> [SHORT TASK A]: Can you repeat the stretch of the airport thread from "## bigpearl (Jan" through "their flights perhaps.", replacing "terminal" with "concourse"?

> [TEXT PASSAGE]:
>>>>

Cebu is c!osed at this moment, I guess you are not arriving in the next week or so. It will be closed until they dig the Korean airline out of the end of the runway.


----------



## Howard_Z (7 mo ago)

I was able to buy food to eat at Manila airport before my flight.

I had a long layover in Inchon, South Korea.
I brought food with me on the flight because experience taught me that Duncan Donuts is the only food available.

Is food available in Cebu ?

One thing to consider.


----------



## ozemike (Oct 17, 2021)

Howard_Z said:


> I was able to buy food to eat at Manila airport before my flight.
> 
> I had a long layover in Inchon, South Korea.
> I brought food with me on the flight because experience taught me that Duncan Donuts is the only food available.
> ...


Plenty food choices in the new Cebu airport


----------



## bigpearl (Jan 24, 2016)

Just a thought Katana. Have you looked at PAL as they have their own terminal and from memory (could be wrong) is international and domestic in the same terminal (2), north and south wings.
Check out their flights perhaps.

<<<<

> [AVAILABLE RECORDS]:
>>>>

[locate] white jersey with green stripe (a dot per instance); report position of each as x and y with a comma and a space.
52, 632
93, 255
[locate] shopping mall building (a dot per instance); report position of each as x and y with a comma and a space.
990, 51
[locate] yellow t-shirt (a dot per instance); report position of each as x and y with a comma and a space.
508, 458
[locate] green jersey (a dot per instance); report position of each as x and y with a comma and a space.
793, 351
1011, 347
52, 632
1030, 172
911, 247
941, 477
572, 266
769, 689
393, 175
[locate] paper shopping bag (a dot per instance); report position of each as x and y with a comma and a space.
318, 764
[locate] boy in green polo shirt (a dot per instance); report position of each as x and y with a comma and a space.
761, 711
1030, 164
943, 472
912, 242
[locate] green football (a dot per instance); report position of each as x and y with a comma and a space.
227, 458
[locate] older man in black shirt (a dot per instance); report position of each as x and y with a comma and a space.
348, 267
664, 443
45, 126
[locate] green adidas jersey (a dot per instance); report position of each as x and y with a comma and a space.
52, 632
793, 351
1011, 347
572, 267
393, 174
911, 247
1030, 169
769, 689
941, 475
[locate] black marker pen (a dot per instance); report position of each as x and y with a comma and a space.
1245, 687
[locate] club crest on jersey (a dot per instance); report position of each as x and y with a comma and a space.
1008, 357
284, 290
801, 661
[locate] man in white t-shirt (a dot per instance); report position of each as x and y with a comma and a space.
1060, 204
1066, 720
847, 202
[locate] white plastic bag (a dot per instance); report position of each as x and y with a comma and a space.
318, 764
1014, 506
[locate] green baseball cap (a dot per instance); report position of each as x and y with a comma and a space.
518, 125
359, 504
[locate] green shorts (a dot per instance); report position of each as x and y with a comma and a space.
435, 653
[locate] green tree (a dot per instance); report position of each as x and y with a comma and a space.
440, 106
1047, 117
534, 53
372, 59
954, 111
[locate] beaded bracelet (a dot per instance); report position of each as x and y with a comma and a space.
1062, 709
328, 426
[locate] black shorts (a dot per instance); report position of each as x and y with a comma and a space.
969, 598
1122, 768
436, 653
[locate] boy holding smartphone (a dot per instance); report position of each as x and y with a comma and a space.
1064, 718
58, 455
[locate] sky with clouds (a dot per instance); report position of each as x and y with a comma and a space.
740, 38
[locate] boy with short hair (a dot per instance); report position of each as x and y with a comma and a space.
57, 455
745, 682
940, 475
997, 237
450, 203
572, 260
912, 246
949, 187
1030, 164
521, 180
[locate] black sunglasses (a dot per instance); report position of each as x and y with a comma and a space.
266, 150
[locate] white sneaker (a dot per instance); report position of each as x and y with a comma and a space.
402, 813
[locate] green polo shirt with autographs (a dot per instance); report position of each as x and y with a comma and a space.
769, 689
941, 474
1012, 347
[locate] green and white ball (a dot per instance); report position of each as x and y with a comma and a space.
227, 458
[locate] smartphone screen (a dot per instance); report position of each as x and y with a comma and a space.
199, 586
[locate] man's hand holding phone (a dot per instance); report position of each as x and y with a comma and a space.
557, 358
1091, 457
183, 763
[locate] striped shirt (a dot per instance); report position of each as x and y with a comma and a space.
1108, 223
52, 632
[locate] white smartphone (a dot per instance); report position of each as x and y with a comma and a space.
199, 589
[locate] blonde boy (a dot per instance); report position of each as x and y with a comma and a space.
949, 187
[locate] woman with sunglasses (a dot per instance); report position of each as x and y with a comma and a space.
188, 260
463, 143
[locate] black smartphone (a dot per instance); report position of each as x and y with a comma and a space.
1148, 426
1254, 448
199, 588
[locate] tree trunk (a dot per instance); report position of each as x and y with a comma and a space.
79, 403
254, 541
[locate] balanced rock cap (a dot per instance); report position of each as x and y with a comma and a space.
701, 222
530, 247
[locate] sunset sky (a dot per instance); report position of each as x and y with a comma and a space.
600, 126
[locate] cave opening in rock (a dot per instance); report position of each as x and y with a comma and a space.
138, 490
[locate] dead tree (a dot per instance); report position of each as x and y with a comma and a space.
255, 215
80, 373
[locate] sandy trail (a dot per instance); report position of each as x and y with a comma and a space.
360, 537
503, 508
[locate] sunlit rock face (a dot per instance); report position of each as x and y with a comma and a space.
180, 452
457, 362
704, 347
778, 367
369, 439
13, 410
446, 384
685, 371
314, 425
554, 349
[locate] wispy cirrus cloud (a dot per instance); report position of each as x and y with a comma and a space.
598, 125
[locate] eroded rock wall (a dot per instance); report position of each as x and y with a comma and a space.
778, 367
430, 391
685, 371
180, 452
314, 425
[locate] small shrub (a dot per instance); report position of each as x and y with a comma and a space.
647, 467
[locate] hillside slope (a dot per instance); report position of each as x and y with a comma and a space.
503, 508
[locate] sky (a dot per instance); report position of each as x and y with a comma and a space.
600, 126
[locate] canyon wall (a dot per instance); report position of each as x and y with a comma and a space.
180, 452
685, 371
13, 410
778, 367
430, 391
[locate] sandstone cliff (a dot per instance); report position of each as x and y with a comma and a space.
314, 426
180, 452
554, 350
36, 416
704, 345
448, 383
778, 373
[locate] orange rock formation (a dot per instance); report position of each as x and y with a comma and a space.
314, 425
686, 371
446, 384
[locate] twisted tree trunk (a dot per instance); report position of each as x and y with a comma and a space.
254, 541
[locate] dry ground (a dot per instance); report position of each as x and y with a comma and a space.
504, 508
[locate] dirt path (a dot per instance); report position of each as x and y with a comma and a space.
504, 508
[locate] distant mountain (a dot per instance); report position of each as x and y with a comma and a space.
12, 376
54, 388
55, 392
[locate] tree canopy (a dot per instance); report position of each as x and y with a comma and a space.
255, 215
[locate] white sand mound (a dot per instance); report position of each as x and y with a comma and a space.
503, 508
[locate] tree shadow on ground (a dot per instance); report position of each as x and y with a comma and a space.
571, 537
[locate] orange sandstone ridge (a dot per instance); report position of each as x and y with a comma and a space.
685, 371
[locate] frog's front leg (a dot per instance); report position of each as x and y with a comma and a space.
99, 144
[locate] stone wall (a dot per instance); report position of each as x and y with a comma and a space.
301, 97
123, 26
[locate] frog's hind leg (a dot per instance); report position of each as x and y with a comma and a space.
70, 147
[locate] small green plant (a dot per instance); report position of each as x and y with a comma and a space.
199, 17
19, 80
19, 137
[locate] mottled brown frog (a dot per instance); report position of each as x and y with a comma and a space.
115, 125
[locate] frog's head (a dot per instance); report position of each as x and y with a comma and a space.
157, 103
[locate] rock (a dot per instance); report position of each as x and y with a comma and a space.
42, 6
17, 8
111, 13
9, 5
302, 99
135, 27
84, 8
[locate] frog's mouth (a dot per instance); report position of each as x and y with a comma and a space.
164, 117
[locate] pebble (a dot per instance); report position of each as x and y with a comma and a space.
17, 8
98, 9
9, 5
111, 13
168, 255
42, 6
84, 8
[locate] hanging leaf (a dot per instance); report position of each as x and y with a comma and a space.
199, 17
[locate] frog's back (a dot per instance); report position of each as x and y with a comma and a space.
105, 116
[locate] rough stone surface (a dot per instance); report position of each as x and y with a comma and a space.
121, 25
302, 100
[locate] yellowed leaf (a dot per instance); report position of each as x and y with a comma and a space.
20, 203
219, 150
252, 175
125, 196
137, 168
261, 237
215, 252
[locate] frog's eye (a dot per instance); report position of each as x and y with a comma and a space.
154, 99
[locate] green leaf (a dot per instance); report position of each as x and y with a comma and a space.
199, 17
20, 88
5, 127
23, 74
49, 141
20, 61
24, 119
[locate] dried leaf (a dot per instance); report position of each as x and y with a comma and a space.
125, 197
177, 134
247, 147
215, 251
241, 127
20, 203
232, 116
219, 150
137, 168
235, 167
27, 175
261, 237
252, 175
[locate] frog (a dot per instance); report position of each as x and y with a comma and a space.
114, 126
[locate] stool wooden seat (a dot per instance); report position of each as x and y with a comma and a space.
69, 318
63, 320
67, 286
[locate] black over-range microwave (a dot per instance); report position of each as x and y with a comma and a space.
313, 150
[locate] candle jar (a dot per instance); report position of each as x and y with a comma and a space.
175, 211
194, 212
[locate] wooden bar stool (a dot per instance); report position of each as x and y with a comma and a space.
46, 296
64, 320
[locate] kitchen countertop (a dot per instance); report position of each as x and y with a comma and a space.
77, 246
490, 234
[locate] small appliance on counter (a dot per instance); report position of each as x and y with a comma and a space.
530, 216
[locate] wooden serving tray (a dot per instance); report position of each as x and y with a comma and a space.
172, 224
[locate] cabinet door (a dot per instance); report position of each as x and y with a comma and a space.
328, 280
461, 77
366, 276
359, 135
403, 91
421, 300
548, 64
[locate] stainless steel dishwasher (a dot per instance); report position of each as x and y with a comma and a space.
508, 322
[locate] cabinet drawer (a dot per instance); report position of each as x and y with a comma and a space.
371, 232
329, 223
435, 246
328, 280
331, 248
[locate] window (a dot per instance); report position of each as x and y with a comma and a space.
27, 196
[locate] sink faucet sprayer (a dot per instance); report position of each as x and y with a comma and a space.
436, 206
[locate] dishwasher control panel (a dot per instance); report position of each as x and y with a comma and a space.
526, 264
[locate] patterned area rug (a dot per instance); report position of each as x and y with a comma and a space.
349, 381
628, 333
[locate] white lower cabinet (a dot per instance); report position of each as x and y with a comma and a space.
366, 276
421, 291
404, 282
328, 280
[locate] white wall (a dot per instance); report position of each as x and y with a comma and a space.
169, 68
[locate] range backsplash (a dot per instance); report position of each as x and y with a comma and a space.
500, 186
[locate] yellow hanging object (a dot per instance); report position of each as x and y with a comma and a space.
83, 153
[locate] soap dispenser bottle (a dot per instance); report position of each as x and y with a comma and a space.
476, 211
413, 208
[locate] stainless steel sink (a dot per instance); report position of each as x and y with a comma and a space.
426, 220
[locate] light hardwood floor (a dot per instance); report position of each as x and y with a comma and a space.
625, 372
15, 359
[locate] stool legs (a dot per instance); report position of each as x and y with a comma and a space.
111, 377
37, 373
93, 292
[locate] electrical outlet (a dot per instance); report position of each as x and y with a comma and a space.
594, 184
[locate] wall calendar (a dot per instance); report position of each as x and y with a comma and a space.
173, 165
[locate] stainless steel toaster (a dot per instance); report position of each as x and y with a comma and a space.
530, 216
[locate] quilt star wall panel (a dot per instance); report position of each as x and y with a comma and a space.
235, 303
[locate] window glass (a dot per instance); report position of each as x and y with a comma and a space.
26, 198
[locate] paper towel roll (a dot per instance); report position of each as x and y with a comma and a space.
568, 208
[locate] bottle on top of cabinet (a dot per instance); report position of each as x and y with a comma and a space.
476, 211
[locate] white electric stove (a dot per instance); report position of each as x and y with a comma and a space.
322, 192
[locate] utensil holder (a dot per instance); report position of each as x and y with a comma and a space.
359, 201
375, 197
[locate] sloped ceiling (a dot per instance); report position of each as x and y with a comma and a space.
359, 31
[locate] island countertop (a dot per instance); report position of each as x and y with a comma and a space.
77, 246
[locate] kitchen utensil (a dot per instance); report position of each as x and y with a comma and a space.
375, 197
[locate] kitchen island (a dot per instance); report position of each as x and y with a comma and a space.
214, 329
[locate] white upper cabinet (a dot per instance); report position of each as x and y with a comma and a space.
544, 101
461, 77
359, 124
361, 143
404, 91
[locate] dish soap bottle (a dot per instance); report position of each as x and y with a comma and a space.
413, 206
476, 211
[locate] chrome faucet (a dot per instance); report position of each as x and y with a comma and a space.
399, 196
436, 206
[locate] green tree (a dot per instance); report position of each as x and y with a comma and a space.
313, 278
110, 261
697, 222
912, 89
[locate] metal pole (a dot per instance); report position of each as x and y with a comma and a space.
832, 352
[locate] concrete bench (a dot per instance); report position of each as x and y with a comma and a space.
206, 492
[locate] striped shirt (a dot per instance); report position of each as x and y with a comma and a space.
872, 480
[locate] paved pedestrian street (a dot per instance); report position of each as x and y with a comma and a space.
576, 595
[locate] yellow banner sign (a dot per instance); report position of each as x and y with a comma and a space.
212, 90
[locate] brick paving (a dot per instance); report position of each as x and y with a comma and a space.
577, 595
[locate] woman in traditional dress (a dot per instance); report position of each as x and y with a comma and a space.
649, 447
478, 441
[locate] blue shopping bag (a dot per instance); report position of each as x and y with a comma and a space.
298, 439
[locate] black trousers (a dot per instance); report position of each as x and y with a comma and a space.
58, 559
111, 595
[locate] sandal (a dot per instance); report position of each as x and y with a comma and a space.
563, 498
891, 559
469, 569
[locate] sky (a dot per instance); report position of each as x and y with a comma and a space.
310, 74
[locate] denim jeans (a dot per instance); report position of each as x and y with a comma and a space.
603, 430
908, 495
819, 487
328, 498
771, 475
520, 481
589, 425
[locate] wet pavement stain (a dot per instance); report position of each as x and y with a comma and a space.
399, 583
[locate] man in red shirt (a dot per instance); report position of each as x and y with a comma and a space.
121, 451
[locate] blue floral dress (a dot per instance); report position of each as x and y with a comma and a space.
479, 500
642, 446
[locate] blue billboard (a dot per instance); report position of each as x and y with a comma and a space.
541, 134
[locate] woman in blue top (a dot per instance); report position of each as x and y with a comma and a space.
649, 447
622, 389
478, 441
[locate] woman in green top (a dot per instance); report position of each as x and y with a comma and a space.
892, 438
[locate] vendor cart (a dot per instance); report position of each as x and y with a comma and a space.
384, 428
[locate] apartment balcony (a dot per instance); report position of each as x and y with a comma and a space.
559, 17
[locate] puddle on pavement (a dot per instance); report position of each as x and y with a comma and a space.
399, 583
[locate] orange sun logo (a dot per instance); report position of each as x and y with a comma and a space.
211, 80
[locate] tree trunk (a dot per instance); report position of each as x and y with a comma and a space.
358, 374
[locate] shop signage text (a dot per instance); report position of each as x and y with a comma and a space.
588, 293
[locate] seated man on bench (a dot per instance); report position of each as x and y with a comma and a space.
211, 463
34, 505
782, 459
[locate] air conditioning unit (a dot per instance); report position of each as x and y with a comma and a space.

<<<<

> [SHORT TASK B]: Which lines in the rows contain the string "rock" with matching case? Copy each of them out.

> [WORKED ANSWER A]:
## bigpearl (Jan 24, 2016)

Just a thought Katana. Have you looked at PAL as they have their own concourse and from memory (could be wrong) is international and domestic in the same concourse (2), north and south wings.
Check out their flights perhaps.

> [WORKED ANSWER B]:
[locate] balanced rock cap (a dot per instance); report position of each as x and y with a comma and a space.
[locate] cave opening in rock (a dot per instance); report position of each as x and y with a comma and a space.
[locate] sunlit rock face (a dot per instance); report position of each as x and y with a comma and a space.
[locate] eroded rock wall (a dot per instance); report position of each as x and y with a comma and a space.
[locate] orange rock formation (a dot per instance); report position of each as x and y with a comma and a space.
[locate] rock (a dot per instance); report position of each as x and y with a comma and a space.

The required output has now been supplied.